> _TAREFA ESCRITA 1_
Reproduza palavra por palavra todas as linhas da listagem, deixando as imagens fora da resposta.

> _TRECHO DO TEXTO_
***

A Inovação na estrutura do Galo

O cargo de gerente de inovação no Atlético foi criado em março de 2021; foi o primeiro clube do Brasil a ter um profissional remunerado exclusivo para tocar a pasta. Antes disso, o Athletico tinha inovação em sua estrutura, mas comandada pelo diretor de comunicação e marketing, e o Cruzeiro tinha um superintendente de inovação, porém, na época, voluntário.

Dentro do Galo, a inovação fica abaixo da diretoria de negócios, e tem como pares as gerências comercial (Pedro Melo) e de marketing (Renan Cavalcanti). Comercial e Marketing são responsáveis pelas linhas de receita tradicionais de um clube de futebol, como patrocínios, sócio torcedor e ingressos — estes junto à diretoria de infraestrutura e a gerência de TI. Já a gerência de inovação tem basicamente três objetivos:

1) o principal é buscar novas fontes de receita. Costumávamos falar internamente que “dinheiro novo é dinheiro bom”, não interessa se muito ou pouco; se antes uma linha de receita não existia e passou a existir, estávamos satisfeitos, a questão era continuar trabalhando para crescê-la.

***

> _INFORMAÇÕES FORNECIDAS_
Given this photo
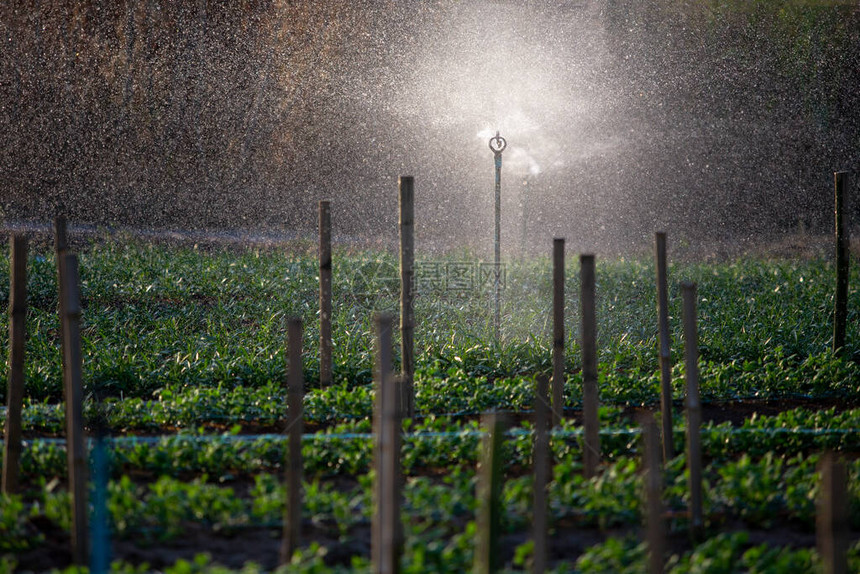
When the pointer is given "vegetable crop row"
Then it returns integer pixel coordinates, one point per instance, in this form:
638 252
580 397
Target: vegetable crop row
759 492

***

> _TAREFA ESCRITA 2_
Cite o trecho do texto sobre a inovação no Atlético começando em "1) o principal" e seguindo até "trabalhando para crescê-la.".

> _RESPOSTA CORRETA 1_
Given this photo
When the pointer is given "vegetable crop row"
Then it returns integer pixel coordinates, one point per instance, in this form:
638 252
580 397
Target: vegetable crop row
759 492

> _RESPOSTA CORRETA 2_
1) o principal é buscar novas fontes de receita. Costumávamos falar internamente que “dinheiro novo é dinheiro bom”, não interessa se muito ou pouco; se antes uma linha de receita não existia e passou a existir, estávamos satisfeitos, a questão era continuar trabalhando para crescê-la.